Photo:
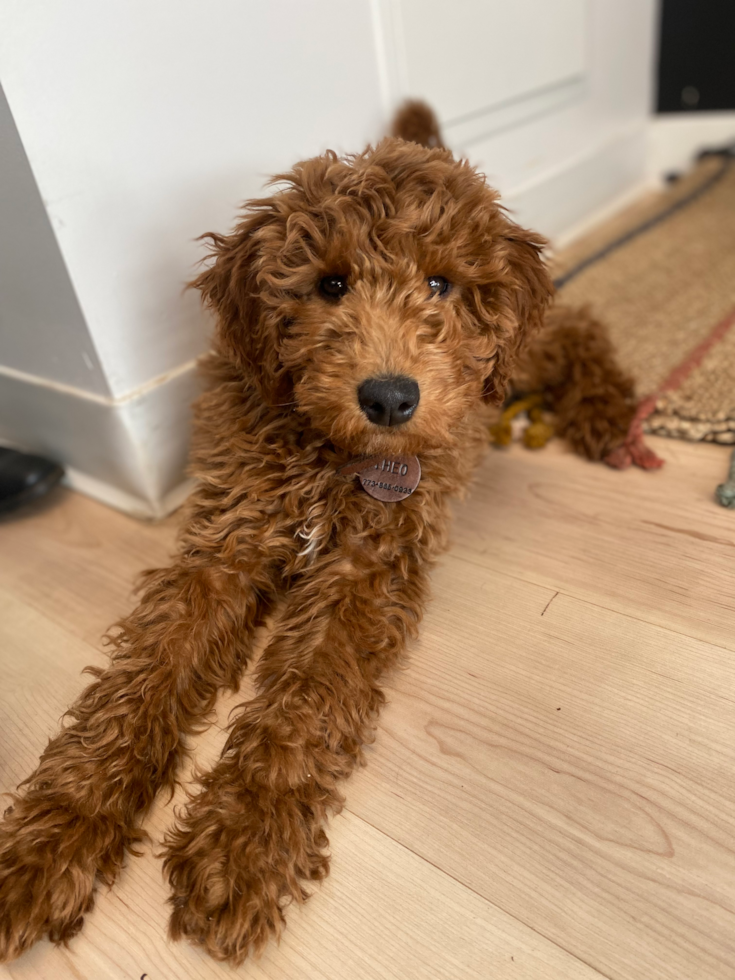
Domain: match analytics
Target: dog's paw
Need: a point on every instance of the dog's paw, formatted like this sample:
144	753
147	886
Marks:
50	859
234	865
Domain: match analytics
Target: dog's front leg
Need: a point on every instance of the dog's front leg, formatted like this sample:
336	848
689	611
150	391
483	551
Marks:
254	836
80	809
= = = = =
Requirement: Check every line of the entries above, and copy those that carry the string "like".

Solution to the problem:
Need: a point on every instance of the dog's paw, formatted like this sample:
Need: a point on every instance of the dog's front leg, formatted like this sample:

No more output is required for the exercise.